Regardless of the strength and rigor of the environmental management practices in place, the reality is that mining does have an impact on the natural environment.

At Nevada Gold Mines, we recognize the importance of managing and minimizing these impacts. With a strong track record regarding environmental remediation and reclamation, we are a committed custodian of the unique lands, waters, flora and fauna of our state.

Greenhouse Gas Emissions

In support of Nevada’s carbon-reduction objectives, we are converting our TS Power Plant to a dual fuel process, allowing the facility to generate power from natural gas. This conversion will enable the facility to eliminate about 650,000 metric tons of carbon dioxide emissions per year.

We are also reviewing the potential for building a 200 MW solar facility with battery storage. The intention is to phase construction, initially installing 100 MW that could produce power as early as 2022. A study is currently underway, and once the project is approved, Nevada Gold Mines will work with the State of Nevada and the Office of Energy on permitting.

TS Power Plant


Nevada is a dry area with limited surface water, and many residents rely on water pumped from deep aquifers. NGM sites aim to optimize freshwater consumption so that sufficient volumes are delivered for the effective operation of our mines, while at the same time protecting the quality and quantity of water available to other users within our watersheds. Approximately 78% of freshwater used at our operations is recycled and recirculated within the processing facilities, minimizing the total amount of freshwater consumed.



Nevada Gold Mines is an active participant in both Nevada’s Conservation Credit System and Barrick’s Bank Enabling Agreement, which address residual impacts to Greater Sage-grouse and other sage obligate species. These programs are mitigation banking systems where Nevada Gold Mines preserves or rehabilitates habitat in off-site locations to offset disturbance at our project sites. For the Bank Enabling Agreement, we rely on our science advisor, The Nature Conservancy, to ensure that all actions taken use the best available science for the species we are working to conserve.


Relict Dace

Nevada Gold Mines has led an interdisciplinary and interagency team to develop a plan to conserve the Relict Dace, a species of fish found in the Johnson Springs Wetland Complex close to our Long Canyon operation. Through this Technical Working Group, we are committed to maintaining the Relict Dace’s habitat while allowing for active mining and dewatering adjacent to Johnson Springs Wetland Complex.

General Conservation

Nevada Gold Mines Ranches have worked closely with the Nevada Department of Wildlife and the US Fish and Wildlife Service for a number of years to develop and implement projects that have enhanced habitat for a variety of fish and wildlife species, notably: native Lahontan cutthroat trout and Greater Sage-grouse. In addition, we have worked in partnership on projects to benefit other wildlife species, which also benefit species listed under the Endangered Species Act and other at-risk species. For example, we are currently working to reduce non-native annual grasses (fine fuel loads), restore native perennial vegetation, and modify grazing management in ways that will help to reduce fire frequency and intensity.


Biodiversity Action Plans

Nevada Gold Mines is developing Biodiversity Action Plans (BAPs) for all our operating sites in Nevada. Commitments and requirements made within National Environmental Policy Act (NEPA) documents for each site are captured in the individual BAPs and tracked through that document over time to ensure that operating sites are accurately accounting for our biodiversity commitments.

* * *

WRITTEN INSTRUCTION:
List every animal species named in the extract on Nevada Gold Mines' environmental practices. The data that follows comes from a separate source.

* * *

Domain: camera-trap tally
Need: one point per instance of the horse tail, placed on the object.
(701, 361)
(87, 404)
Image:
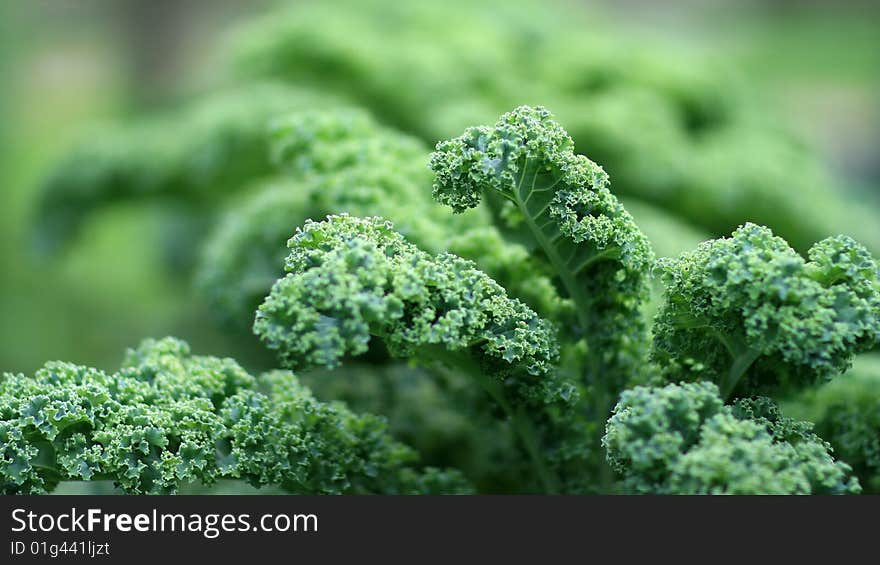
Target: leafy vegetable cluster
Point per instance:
(493, 301)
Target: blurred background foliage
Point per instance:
(127, 128)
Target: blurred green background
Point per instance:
(811, 68)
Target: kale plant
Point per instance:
(517, 299)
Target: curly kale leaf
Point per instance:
(167, 418)
(682, 439)
(354, 280)
(756, 317)
(543, 193)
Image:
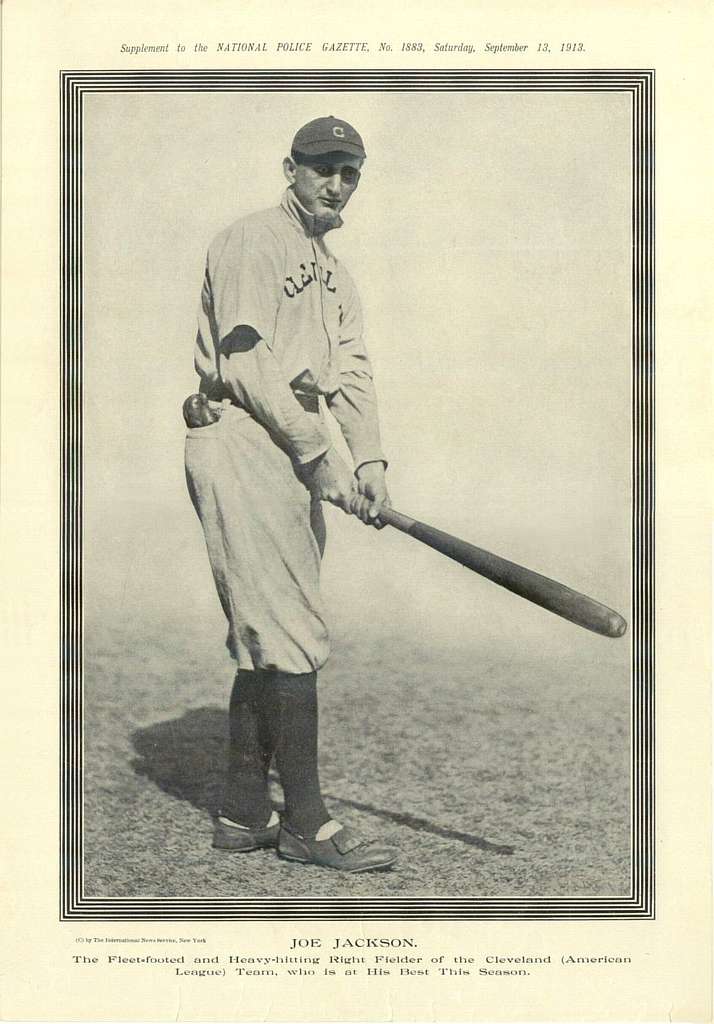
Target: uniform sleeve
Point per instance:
(242, 297)
(354, 403)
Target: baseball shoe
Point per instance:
(343, 851)
(240, 840)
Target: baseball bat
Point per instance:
(540, 590)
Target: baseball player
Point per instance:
(280, 326)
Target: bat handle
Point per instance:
(393, 518)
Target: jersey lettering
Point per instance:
(307, 276)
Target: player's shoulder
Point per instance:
(258, 230)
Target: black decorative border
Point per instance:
(640, 901)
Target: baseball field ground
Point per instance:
(496, 759)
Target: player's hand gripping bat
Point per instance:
(550, 595)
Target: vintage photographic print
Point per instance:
(421, 296)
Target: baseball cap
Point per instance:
(328, 135)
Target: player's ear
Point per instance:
(289, 168)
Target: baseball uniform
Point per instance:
(273, 272)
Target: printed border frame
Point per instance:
(640, 900)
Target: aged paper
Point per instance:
(547, 787)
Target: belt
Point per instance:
(219, 393)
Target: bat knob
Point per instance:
(617, 627)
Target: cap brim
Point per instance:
(321, 148)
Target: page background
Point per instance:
(671, 975)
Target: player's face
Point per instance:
(324, 184)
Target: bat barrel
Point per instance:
(532, 586)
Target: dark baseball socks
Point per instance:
(274, 714)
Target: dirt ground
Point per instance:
(499, 767)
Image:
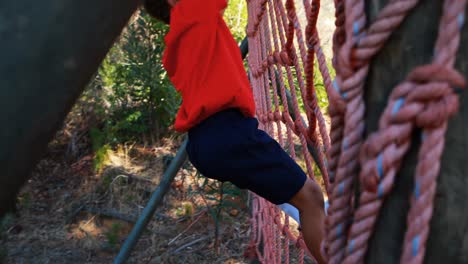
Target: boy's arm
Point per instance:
(224, 9)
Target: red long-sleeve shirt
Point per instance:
(204, 63)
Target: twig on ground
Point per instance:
(111, 214)
(190, 244)
(187, 228)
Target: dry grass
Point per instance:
(52, 228)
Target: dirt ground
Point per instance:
(69, 214)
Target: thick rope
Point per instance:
(281, 64)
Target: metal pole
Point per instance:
(153, 203)
(159, 193)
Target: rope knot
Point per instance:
(436, 88)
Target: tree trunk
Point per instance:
(413, 45)
(48, 52)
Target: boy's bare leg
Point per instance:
(310, 203)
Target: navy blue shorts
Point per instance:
(229, 147)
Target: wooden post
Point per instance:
(48, 52)
(413, 45)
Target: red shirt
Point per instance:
(204, 63)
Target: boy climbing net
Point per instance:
(204, 64)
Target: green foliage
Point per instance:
(139, 96)
(236, 18)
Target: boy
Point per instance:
(203, 62)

* * *

ANSWER TO THIS EXERCISE:
- Greater Sage-grouse
- Relict Dace
- Lahontan cutthroat trout